* **Task instructions**: If an entry below holds a picture, skip the picture and copy everything else exactly.

* **Input**:

★ ★ ★ ★ ★

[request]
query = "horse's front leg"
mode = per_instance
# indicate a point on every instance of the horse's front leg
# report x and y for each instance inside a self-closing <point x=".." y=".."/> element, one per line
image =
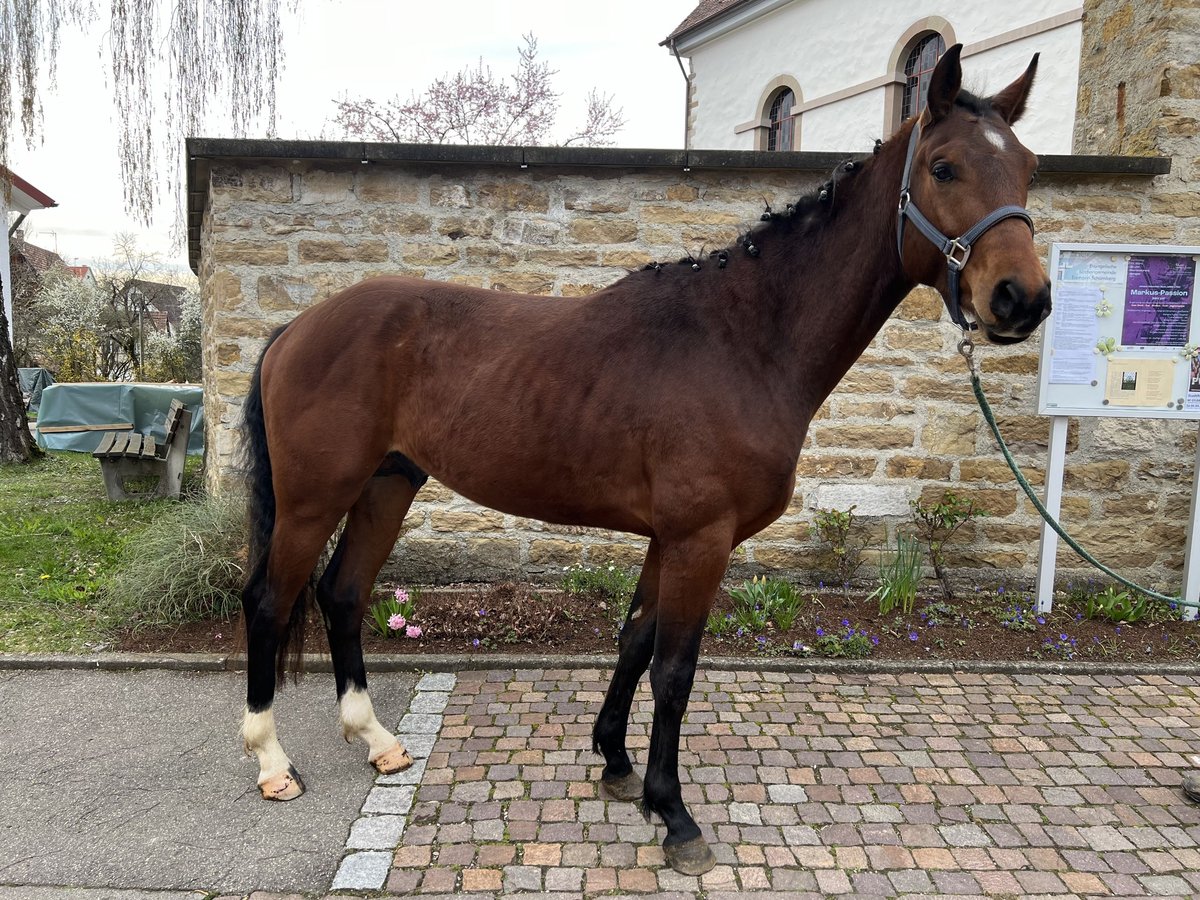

★ ★ ★ ★ ★

* **Response**:
[request]
query = "horse's front leg"
mode = per_instance
# indicate a point on every instance of the horse's front leg
# report x and y for each instance inside a self-closing <point x=".." y=".."/> element, one per line
image =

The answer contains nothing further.